Segmentation mask data

____

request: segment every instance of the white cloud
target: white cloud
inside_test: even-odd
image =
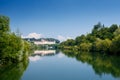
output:
[[[43,35],[42,34],[37,34],[37,33],[29,33],[27,36],[22,35],[22,38],[36,38],[36,39],[38,39],[38,38],[41,38],[41,37],[43,37]]]
[[[72,39],[72,38],[71,37],[64,37],[64,36],[58,35],[57,39],[60,40],[60,41],[66,41],[67,39]]]

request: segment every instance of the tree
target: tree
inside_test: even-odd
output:
[[[95,43],[96,50],[99,52],[109,52],[111,43],[112,42],[109,39],[105,39],[105,40],[98,39]]]
[[[20,36],[10,32],[9,18],[0,16],[0,64],[19,62],[30,49]]]
[[[65,45],[66,46],[74,46],[75,45],[75,41],[73,39],[68,39],[66,42],[65,42]]]
[[[112,39],[113,38],[113,33],[109,32],[108,27],[101,28],[100,31],[98,32],[98,35],[100,39]]]
[[[6,16],[0,16],[0,34],[10,31],[9,18]]]
[[[91,35],[91,34],[87,34],[86,40],[87,40],[88,42],[90,42],[90,43],[93,43],[93,42],[96,41],[96,37],[93,36],[93,35]]]
[[[82,51],[90,51],[91,47],[92,47],[91,43],[81,43],[80,44],[80,50],[82,50]]]
[[[113,33],[113,32],[115,32],[116,29],[118,29],[118,25],[117,24],[112,24],[109,28],[109,32]]]
[[[104,25],[102,25],[101,22],[98,22],[96,25],[94,25],[92,34],[96,34],[96,32],[99,31],[102,27],[104,27]]]
[[[120,53],[120,34],[112,40],[110,51],[114,54]]]
[[[114,36],[120,35],[120,27],[118,29],[116,29],[113,34],[114,34]]]
[[[76,45],[80,45],[83,42],[87,42],[86,41],[86,36],[81,35],[81,36],[76,37],[75,42],[76,42]]]
[[[62,42],[61,45],[65,45],[67,48],[74,47],[77,48],[76,50],[80,49],[82,51],[117,54],[120,52],[120,26],[118,27],[117,24],[113,24],[110,27],[105,27],[99,22],[94,25],[91,33],[78,36],[73,41],[67,40]]]

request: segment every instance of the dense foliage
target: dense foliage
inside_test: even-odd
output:
[[[0,16],[0,64],[18,62],[27,56],[30,44],[10,32],[9,18]]]
[[[120,26],[113,24],[105,27],[100,22],[94,25],[91,33],[64,41],[59,46],[62,49],[91,51],[119,54]]]

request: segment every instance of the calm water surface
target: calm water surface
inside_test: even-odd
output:
[[[120,80],[120,57],[36,51],[28,62],[3,69],[0,80]]]
[[[96,55],[91,56],[89,53],[83,53],[86,55],[81,54],[82,56],[75,56],[73,54],[77,53],[74,52],[46,53],[38,52],[29,58],[30,63],[22,80],[120,80],[120,65],[117,64],[119,68],[112,66],[112,62],[106,61],[106,58],[103,58],[106,62],[102,63],[100,57],[95,58],[98,62],[94,64],[95,60],[92,65],[90,60]]]

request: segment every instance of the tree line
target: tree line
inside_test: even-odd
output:
[[[27,57],[31,44],[10,31],[10,19],[0,15],[0,64],[16,63]]]
[[[120,26],[112,24],[106,27],[98,22],[93,26],[91,33],[61,42],[59,47],[69,50],[119,54]]]

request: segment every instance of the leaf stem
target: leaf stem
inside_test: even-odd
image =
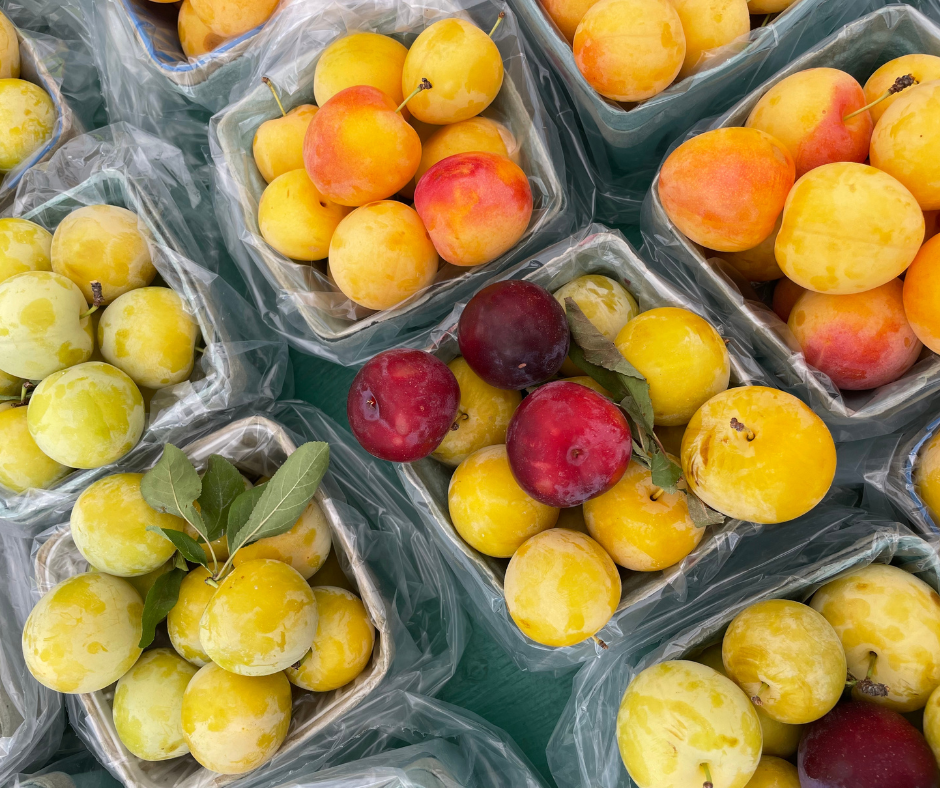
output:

____

Instructions to follow: Without altering anything, output all the lines above but none of the images.

Result:
request: segment every instance of the white cloud
target: white cloud
inside_test: even-odd
image =
output:
[[[43,35],[42,34],[37,34],[37,33],[29,33],[27,36],[22,35],[22,38],[36,38],[36,39],[38,39],[38,38],[41,38],[41,37],[43,37]]]
[[[72,39],[72,38],[71,37],[64,37],[64,36],[58,35],[57,39],[60,40],[60,41],[66,41],[67,39]]]

request: segment every instance of the tree
target: tree
inside_test: even-odd
output:
[[[95,43],[96,50],[99,52],[109,52],[111,43],[112,42],[109,39],[105,39],[105,40],[98,39]]]
[[[20,36],[10,32],[9,18],[0,16],[0,64],[19,62],[30,49]]]
[[[65,45],[66,46],[74,46],[75,45],[75,41],[73,39],[68,39],[66,42],[65,42]]]
[[[112,39],[113,38],[113,33],[109,32],[108,27],[101,28],[100,31],[98,32],[98,35],[100,39]]]
[[[6,16],[0,16],[0,34],[10,31],[9,18]]]
[[[91,35],[91,34],[87,34],[86,40],[87,40],[88,42],[90,42],[90,43],[93,43],[93,42],[96,41],[96,37],[93,36],[93,35]]]
[[[82,51],[90,51],[91,47],[92,47],[91,43],[81,43],[80,44],[80,50],[82,50]]]
[[[113,33],[113,32],[115,32],[116,29],[118,29],[118,25],[117,24],[112,24],[109,28],[109,32]]]
[[[104,25],[102,25],[101,22],[98,22],[96,25],[94,25],[92,34],[96,34],[96,32],[99,31],[102,27],[104,27]]]
[[[120,53],[120,34],[112,40],[110,51],[114,54]]]
[[[114,36],[120,35],[120,27],[118,29],[116,29],[113,34],[114,34]]]
[[[76,45],[80,45],[83,42],[87,42],[86,41],[86,36],[81,35],[81,36],[76,37],[75,42],[76,42]]]
[[[62,42],[61,45],[65,45],[67,48],[74,47],[77,48],[76,50],[80,49],[82,51],[117,54],[120,52],[120,26],[118,27],[117,24],[113,24],[110,27],[105,27],[99,22],[94,25],[91,33],[78,36],[73,41],[67,40]]]

request: segment every instance of the dense foliage
target: dense foliage
inside_test: even-odd
output:
[[[0,16],[0,64],[18,62],[27,56],[30,44],[10,32],[9,18]]]
[[[120,26],[113,24],[105,27],[100,22],[94,25],[91,33],[64,41],[59,46],[62,49],[91,51],[119,54]]]

request: segment every instance of the calm water surface
target: calm water surface
inside_test: even-odd
output:
[[[120,80],[120,57],[36,51],[28,62],[3,69],[0,80]]]
[[[96,55],[91,56],[89,53],[83,53],[86,55],[81,54],[82,56],[75,56],[73,54],[77,53],[74,52],[46,53],[38,52],[29,58],[30,63],[22,80],[120,80],[120,65],[117,64],[119,68],[112,66],[112,62],[106,61],[106,58],[103,58],[106,62],[102,63],[100,57],[95,58],[98,62],[94,64],[95,60],[92,65],[90,60]]]

request: segment every instance of the tree line
target: tree line
inside_test: even-odd
output:
[[[27,57],[31,44],[10,31],[10,19],[0,15],[0,64],[16,63]]]
[[[120,26],[112,24],[106,27],[98,22],[93,26],[91,33],[61,42],[59,47],[69,50],[119,54]]]

request: segment every instance of the leaf stem
target: leaf stem
inside_test: even-odd
image =
output:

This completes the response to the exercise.